Dataset rows

--------------------------------------------------

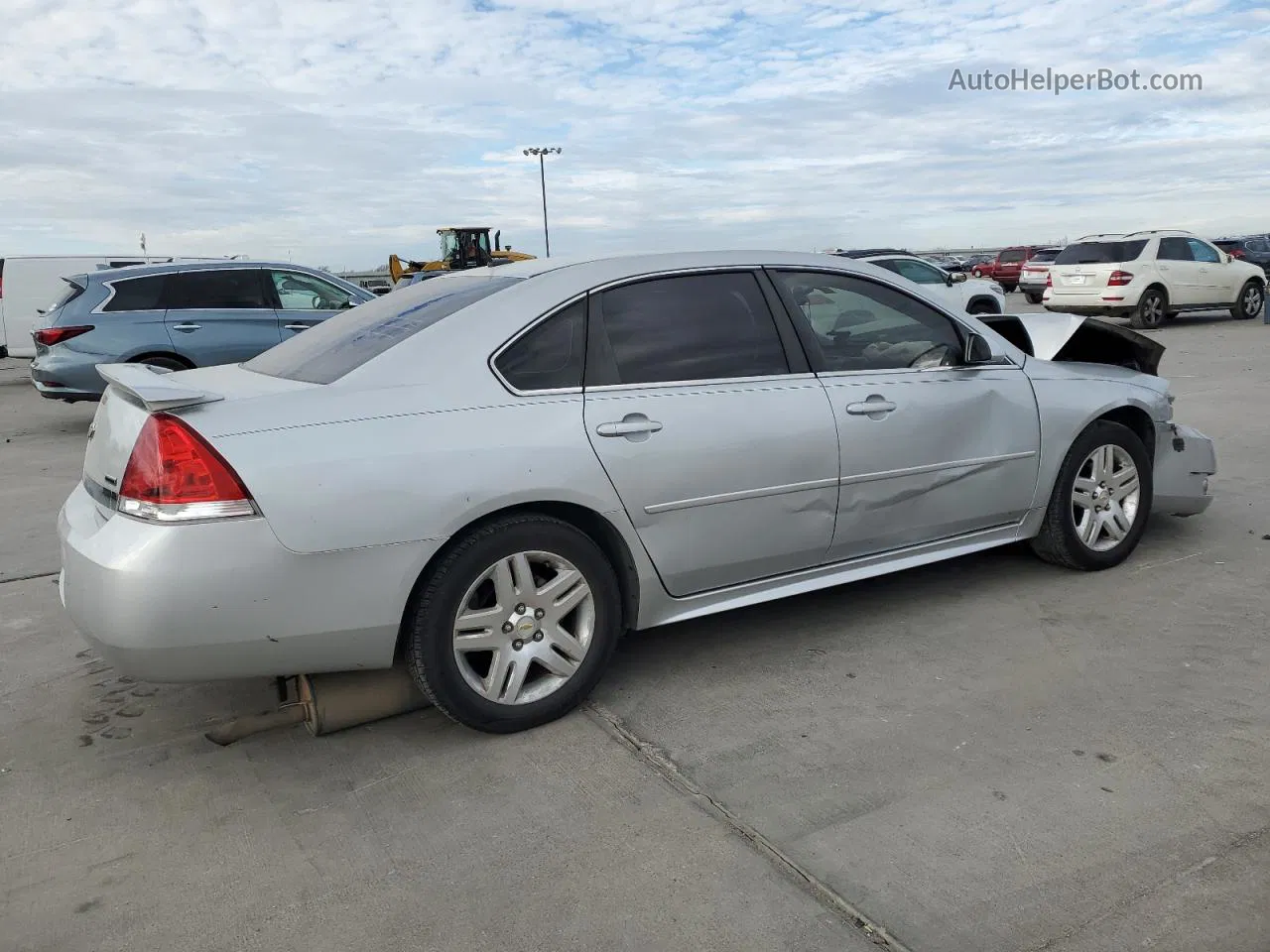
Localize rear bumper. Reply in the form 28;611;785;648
1152;422;1216;516
58;485;440;681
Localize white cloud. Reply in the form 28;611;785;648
0;0;1270;267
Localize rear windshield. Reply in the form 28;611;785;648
1054;239;1147;264
242;274;523;384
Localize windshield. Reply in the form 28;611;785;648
1054;239;1147;264
242;274;523;384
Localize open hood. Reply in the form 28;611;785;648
975;313;1165;377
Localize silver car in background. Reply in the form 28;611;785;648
59;251;1216;733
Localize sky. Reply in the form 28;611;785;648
0;0;1270;269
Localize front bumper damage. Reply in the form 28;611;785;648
1151;422;1216;516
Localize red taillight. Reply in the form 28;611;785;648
31;323;92;346
119;414;257;522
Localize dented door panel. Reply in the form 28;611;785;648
822;367;1040;559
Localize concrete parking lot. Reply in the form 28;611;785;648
0;295;1270;952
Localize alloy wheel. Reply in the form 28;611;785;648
1072;443;1142;552
453;552;595;704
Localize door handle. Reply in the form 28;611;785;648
847;394;895;420
595;414;662;439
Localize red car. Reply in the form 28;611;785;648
970;245;1042;291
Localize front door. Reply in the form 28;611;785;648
266;268;354;340
584;271;838;595
772;271;1040;561
164;268;282;367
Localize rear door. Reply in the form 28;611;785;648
772;269;1040;561
1156;237;1207;304
584;271;838;597
264;268;355;340
164;268;282;367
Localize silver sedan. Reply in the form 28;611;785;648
59;253;1216;733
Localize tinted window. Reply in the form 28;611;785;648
1187;239;1221;264
1156;237;1195;262
772;272;961;371
1054;239;1147;264
494;299;586;390
164;268;273;311
269;272;353;311
597;273;789;384
101;274;168;311
244;274;522;384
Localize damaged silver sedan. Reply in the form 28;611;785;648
59;253;1216;733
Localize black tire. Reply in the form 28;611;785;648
1230;281;1266;321
132;354;190;371
1030;420;1155;571
1129;289;1169;330
405;513;622;734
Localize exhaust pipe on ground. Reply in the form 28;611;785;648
204;665;432;747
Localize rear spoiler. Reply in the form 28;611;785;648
96;363;225;413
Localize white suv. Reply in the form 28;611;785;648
1042;230;1266;329
838;251;1006;313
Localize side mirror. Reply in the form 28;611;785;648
965;334;997;366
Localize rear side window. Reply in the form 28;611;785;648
1054;239;1147;264
588;272;789;386
164;268;273;311
101;274;168;311
242;274;523;384
494;298;586;391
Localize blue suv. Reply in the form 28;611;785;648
31;260;375;403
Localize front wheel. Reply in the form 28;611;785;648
1230;281;1266;321
1129;289;1169;330
1031;420;1153;571
405;514;622;734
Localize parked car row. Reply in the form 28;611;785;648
55;249;1216;733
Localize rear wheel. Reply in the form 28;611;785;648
1031;420;1153;571
1129;289;1169;330
1230;281;1266;321
405;514;622;734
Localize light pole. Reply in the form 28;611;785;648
525;146;560;258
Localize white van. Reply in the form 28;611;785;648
0;254;222;357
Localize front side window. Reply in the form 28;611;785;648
1156;237;1195;262
1187;239;1221;264
165;268;273;311
101;274;168;311
269;271;353;311
494;298;586;391
593;272;789;384
772;272;961;371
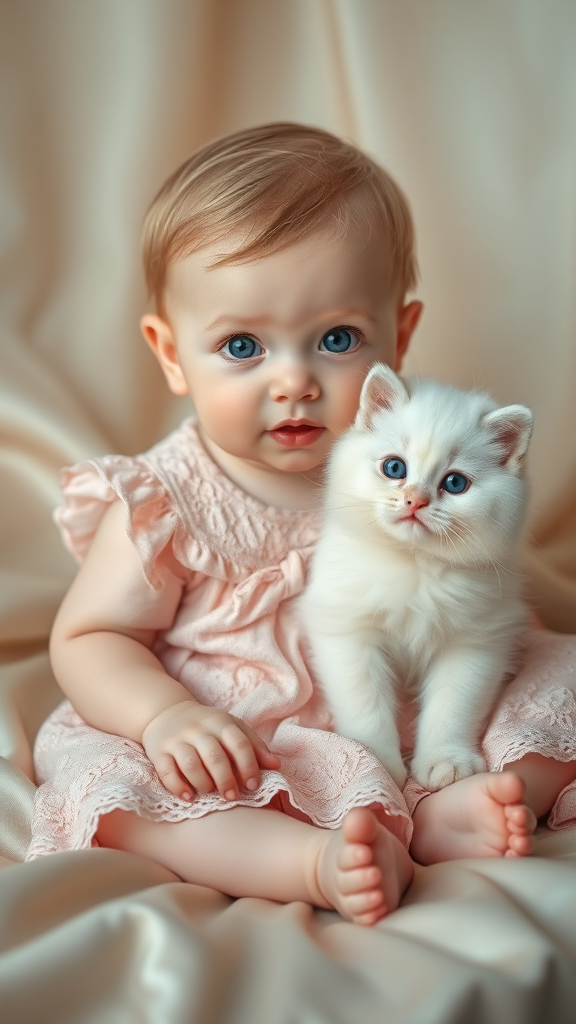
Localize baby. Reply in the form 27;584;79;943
29;124;576;925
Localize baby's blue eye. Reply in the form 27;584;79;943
320;327;360;352
380;458;407;480
222;334;263;359
440;473;470;495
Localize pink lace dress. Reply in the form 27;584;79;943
28;420;576;859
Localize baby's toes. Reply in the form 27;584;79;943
506;835;534;857
504;804;537;836
338;864;382;896
345;889;388;925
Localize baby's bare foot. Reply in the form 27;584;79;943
410;771;536;864
316;807;414;925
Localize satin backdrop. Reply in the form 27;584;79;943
0;0;576;1024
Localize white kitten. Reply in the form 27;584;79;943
301;364;532;790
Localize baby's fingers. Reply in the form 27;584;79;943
154;754;192;800
175;743;215;800
222;723;280;792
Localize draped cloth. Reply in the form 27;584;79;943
0;0;576;1024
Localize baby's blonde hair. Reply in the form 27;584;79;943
142;123;417;310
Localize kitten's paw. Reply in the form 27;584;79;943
412;748;486;792
376;755;408;793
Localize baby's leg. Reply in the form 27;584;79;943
97;807;413;925
410;765;536;864
506;754;576;818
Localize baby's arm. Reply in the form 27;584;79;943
50;502;279;799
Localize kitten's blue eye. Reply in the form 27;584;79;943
440;473;470;495
380;458;407;480
320;327;360;353
222;334;263;359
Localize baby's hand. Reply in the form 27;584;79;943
142;700;280;800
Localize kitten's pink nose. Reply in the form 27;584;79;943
404;487;430;515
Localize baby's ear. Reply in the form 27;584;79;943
140;313;189;394
356;362;409;430
483;406;533;471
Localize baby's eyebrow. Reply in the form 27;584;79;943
207;306;377;331
318;306;378;327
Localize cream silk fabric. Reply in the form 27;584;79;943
0;0;576;1024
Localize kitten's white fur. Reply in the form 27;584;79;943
300;364;532;790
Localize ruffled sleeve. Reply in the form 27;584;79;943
54;456;181;590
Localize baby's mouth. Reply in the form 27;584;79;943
269;420;324;447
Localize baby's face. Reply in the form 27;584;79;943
142;225;419;495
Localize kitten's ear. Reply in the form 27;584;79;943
483;406;533;470
356;362;409;429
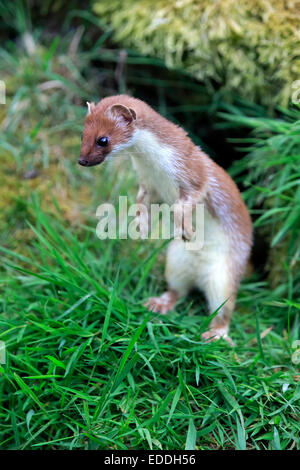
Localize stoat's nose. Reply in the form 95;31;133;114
78;157;89;166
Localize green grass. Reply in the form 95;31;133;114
0;2;300;449
0;197;300;449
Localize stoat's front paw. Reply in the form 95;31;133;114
202;328;234;347
144;291;178;315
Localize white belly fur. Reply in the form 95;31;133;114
129;130;230;270
130;130;179;204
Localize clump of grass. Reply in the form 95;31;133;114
0;201;299;449
220;104;300;288
93;0;300;109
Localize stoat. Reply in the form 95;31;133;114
79;95;252;343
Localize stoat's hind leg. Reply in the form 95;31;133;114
144;240;195;314
199;257;237;346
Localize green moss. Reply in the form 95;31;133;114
94;0;300;108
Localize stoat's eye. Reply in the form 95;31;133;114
96;135;109;147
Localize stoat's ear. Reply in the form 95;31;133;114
86;101;96;115
107;104;136;123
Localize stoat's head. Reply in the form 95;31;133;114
78;101;136;166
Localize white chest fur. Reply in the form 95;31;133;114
130;130;179;204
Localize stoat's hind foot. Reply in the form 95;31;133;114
144;290;178;315
202;328;234;347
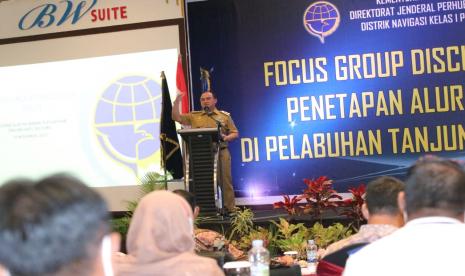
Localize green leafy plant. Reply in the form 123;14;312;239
111;172;173;236
309;222;352;248
233;225;277;255
228;207;254;241
271;218;308;257
273;195;302;216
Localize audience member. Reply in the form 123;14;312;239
0;175;119;276
324;176;404;256
344;159;465;276
173;190;244;260
115;191;224;276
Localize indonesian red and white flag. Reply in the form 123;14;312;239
176;55;189;114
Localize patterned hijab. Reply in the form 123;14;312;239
115;191;223;276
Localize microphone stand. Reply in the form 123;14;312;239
203;106;226;218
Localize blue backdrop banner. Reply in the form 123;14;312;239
188;0;465;197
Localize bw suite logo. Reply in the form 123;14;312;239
18;0;128;31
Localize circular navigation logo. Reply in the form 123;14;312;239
94;76;162;176
304;1;341;43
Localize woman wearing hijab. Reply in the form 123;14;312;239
115;191;224;276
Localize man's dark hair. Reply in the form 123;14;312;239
365;176;405;215
0;174;110;276
173;190;197;212
405;158;465;215
200;90;217;99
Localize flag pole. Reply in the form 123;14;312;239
160;71;171;190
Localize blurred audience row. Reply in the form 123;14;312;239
0;158;465;276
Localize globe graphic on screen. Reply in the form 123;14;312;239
94;76;162;176
304;1;340;43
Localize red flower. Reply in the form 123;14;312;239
302;176;342;220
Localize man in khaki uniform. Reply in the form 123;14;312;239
172;91;239;212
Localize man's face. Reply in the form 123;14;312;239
200;92;216;110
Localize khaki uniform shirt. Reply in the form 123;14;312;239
181;108;239;147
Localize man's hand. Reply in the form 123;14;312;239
171;94;182;123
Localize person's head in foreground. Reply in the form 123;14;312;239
362;176;405;227
344;158;465;276
0;175;119;276
399;158;465;222
115;191;223;276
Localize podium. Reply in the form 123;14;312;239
178;128;224;216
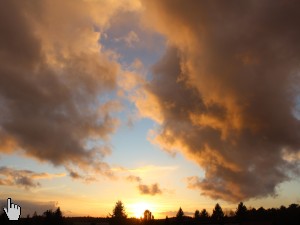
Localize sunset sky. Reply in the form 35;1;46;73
0;0;300;218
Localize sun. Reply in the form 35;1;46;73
130;202;153;218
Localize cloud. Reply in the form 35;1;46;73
126;175;142;182
126;175;163;196
0;166;65;189
0;0;139;178
115;30;140;47
136;0;300;202
138;183;162;195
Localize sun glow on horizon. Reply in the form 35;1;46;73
129;202;154;218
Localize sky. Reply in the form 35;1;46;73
0;0;300;218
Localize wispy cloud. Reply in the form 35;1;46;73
0;167;65;188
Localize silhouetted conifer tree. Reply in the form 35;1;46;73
111;201;127;224
235;202;247;222
194;209;200;220
211;203;224;222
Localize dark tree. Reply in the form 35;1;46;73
54;207;63;225
112;201;127;219
235;202;247;222
211;203;224;221
144;209;154;221
194;209;200;220
200;209;209;219
176;207;184;221
165;216;170;225
111;201;127;224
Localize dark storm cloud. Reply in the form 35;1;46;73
137;0;300;201
0;0;122;177
138;183;162;195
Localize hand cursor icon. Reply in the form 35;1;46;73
4;198;21;220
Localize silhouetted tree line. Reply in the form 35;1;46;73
0;207;65;225
0;201;300;225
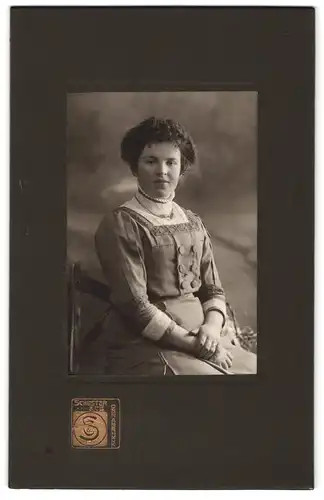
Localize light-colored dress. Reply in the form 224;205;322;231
81;192;256;375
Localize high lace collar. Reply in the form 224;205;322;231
136;187;175;217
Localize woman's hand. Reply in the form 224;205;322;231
196;324;220;359
209;344;233;370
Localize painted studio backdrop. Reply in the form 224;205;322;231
67;91;257;350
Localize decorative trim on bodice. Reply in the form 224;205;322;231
114;207;201;236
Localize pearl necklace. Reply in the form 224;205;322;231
138;186;174;203
135;189;174;219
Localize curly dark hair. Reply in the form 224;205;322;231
120;116;197;174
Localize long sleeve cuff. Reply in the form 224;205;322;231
202;297;226;324
142;309;173;341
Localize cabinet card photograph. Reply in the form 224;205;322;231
67;91;257;376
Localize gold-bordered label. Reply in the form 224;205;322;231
71;398;120;449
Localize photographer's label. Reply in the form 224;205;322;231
71;398;120;449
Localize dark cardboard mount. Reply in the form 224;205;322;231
9;7;315;489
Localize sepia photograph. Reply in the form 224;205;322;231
66;90;258;376
8;6;317;492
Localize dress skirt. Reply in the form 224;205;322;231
79;295;257;376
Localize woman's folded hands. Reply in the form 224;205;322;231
195;323;233;370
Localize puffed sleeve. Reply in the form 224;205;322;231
95;210;174;340
197;224;226;326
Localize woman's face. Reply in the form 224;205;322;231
137;142;181;198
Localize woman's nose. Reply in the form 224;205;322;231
158;161;168;175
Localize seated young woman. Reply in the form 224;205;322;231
84;117;256;375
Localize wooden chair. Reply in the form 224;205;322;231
68;262;111;373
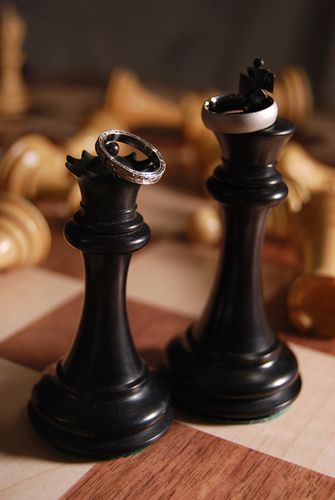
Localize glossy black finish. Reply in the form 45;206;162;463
29;141;172;458
167;119;301;420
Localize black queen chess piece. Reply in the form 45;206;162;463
29;130;172;458
166;59;301;421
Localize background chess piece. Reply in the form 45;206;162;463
0;3;30;116
0;134;74;200
103;68;182;130
29;130;172;457
167;61;301;420
0;193;51;271
287;191;335;337
273;66;313;127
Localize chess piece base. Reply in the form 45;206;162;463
167;330;301;421
29;363;172;458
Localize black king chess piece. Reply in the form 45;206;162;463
166;59;301;421
29;130;172;458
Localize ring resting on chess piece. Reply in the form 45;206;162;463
202;94;278;134
29;131;172;458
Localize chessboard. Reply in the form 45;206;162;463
0;186;335;500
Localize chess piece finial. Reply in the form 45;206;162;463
0;193;51;271
29;130;172;457
167;62;301;421
0;3;30;116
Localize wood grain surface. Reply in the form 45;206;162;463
63;423;335;500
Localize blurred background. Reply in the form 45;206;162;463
9;0;335;108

--------------------------------------------------

→ **What the task requires**
Please edit the data from the line with "Localize stoat's ear." to the line with "188;0;465;197", replacing "Localize" with "Locate" and keeping everything else the same. Omit the pictures from your answer.

→ **Solution**
Locate stoat's ear. Reply in the form 95;31;133;114
86;101;96;115
107;104;136;123
Locate stoat's head. Reply in the form 95;31;133;114
78;101;136;166
Locate white chest fur. Reply in the form 95;31;133;114
130;130;179;204
Locate stoat's hind foot. Reply in the form 95;31;133;114
144;290;178;315
202;328;234;347
Locate green leafy plant. Reply in the form 123;14;312;239
111;172;173;236
309;222;352;248
233;225;277;255
228;207;254;241
271;218;308;257
273;195;302;216
Locate audience member. Reply in the form 123;14;312;239
0;175;119;276
324;176;404;256
344;159;465;276
173;190;244;260
115;191;224;276
Locate indonesian red and white flag. Reply in the form 123;14;312;239
176;55;189;114
Locate patterned hijab. Reply in the form 123;14;312;239
115;191;223;276
Locate microphone stand. Reply in the form 123;14;312;239
203;106;226;218
Locate blue backdrop banner. Reply in the form 123;14;312;239
188;0;465;197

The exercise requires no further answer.